Image boundary annotation data:

....

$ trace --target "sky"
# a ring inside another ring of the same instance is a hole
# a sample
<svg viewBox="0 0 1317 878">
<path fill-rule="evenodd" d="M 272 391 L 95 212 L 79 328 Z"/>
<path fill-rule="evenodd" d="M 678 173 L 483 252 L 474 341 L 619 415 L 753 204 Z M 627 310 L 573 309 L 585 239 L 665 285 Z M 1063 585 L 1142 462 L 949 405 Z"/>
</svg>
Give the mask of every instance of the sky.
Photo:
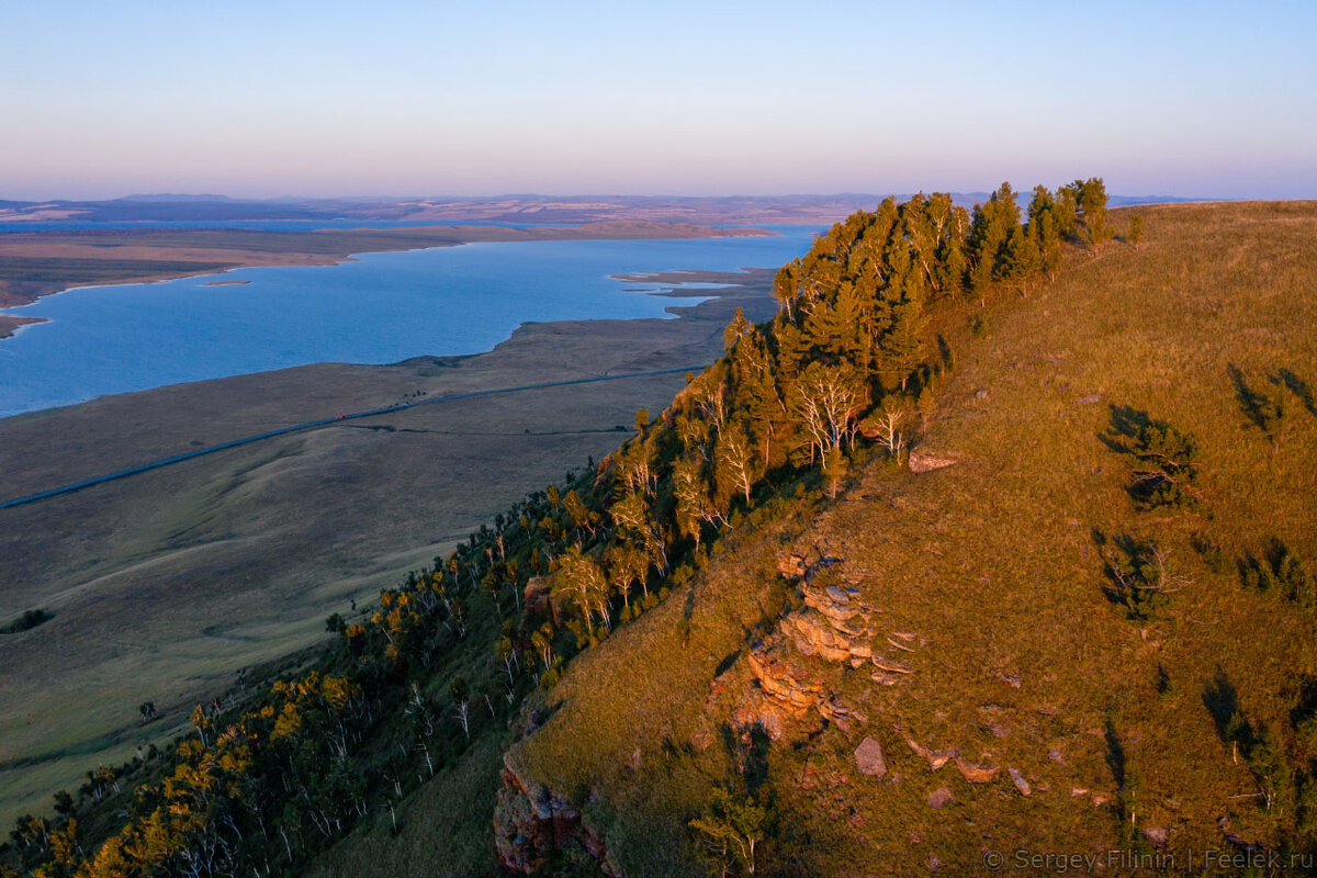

....

STATED PROBLEM –
Copy every line of these records word for word, leaving out the pictures.

SOLUTION TO THIS TASK –
$ trace --target "sky"
# a ring inside another ring of the same instance is a hole
# a sample
<svg viewBox="0 0 1317 878">
<path fill-rule="evenodd" d="M 272 391 L 95 212 L 79 328 Z"/>
<path fill-rule="evenodd" d="M 678 173 L 483 252 L 474 341 L 619 415 L 753 204 Z M 627 310 L 573 309 L 585 239 L 665 285 Z M 1063 585 L 1142 462 L 949 405 Z"/>
</svg>
Give the mask of every instance of the sky.
Photo:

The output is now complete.